╭─ PAGE TEXT

The Story
Why it exists.
The beginning
Wicked Honey arrives in 2025 as a collaboration between Alia Raza and Honey Dijon, a DJ and producer whose name carries the material's logic in plain sight. The fragrance opens with a golden, slightly tart sweetness that recalls honeycomb still warm from the hive. As it settles, deeper layers emerge, amber and smoke curling beneath the sweetness like bass notes beneath a groove. The honey note itself is complex, neither purely floral nor purely resinous, but something that shifts between the two as the hours pass. On the dry down, a warm, slightly animalic richness lingers, suggesting depth without heaviness. This is honey as a starting point rather than a destination, honey that has somewhere to go.
The honey-and-tobacco tension is what makes Wicked Honey worth wearing. Without the tobacco, it's just sweet. Without the honey, it's just another dark fragrance. The two notes pull in opposite directions, one sticky and golden, the other dry and smoky, and the warm spices are what hold the argument together. Saffron and nutmeg don't merely season the opening. They create the context. They make the honey read as complex rather than simple, and the tobacco read as warm rather than harsh.

╰─

§ **THE PROBLEM**:
Answer these questions from the Wicked Honey text above:
(a) In what year does Wicked Honey arrive?
(b) Which two people collaborated on it?
(c) Which two spices are named as holding the honey and tobacco together?

╭─ DATA ENTRIES

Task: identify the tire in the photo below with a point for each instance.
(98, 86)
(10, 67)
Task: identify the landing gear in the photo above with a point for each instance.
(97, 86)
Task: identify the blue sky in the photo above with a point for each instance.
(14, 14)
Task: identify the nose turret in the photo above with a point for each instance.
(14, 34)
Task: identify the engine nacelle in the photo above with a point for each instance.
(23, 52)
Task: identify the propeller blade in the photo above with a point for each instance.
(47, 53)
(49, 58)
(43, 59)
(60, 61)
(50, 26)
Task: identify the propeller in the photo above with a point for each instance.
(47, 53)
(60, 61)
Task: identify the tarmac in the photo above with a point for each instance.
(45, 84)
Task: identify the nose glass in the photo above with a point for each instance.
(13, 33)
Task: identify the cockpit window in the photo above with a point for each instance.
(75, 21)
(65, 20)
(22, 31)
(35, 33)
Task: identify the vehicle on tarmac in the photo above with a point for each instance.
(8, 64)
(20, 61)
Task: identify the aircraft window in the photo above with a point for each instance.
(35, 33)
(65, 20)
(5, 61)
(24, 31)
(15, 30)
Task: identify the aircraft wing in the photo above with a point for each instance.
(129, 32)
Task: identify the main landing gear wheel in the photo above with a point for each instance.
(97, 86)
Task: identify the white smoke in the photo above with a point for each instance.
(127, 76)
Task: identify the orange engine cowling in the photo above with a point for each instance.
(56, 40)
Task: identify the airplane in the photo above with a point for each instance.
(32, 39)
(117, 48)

╰─
╭─ DATA ENTRIES

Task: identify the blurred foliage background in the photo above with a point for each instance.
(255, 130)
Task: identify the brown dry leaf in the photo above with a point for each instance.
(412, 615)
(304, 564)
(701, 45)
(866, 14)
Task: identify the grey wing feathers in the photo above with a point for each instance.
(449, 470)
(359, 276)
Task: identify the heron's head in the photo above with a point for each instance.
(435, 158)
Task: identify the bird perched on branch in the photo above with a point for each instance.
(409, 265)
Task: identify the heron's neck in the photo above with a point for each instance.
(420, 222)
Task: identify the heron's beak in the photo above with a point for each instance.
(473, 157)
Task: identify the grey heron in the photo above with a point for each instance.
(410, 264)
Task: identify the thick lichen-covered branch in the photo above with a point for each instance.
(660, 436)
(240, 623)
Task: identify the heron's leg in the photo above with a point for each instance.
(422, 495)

╰─

§ **ANSWER FOR THE TASK**:
(a) 2025
(b) Alia Raza and Honey Dijon
(c) Saffron and nutmeg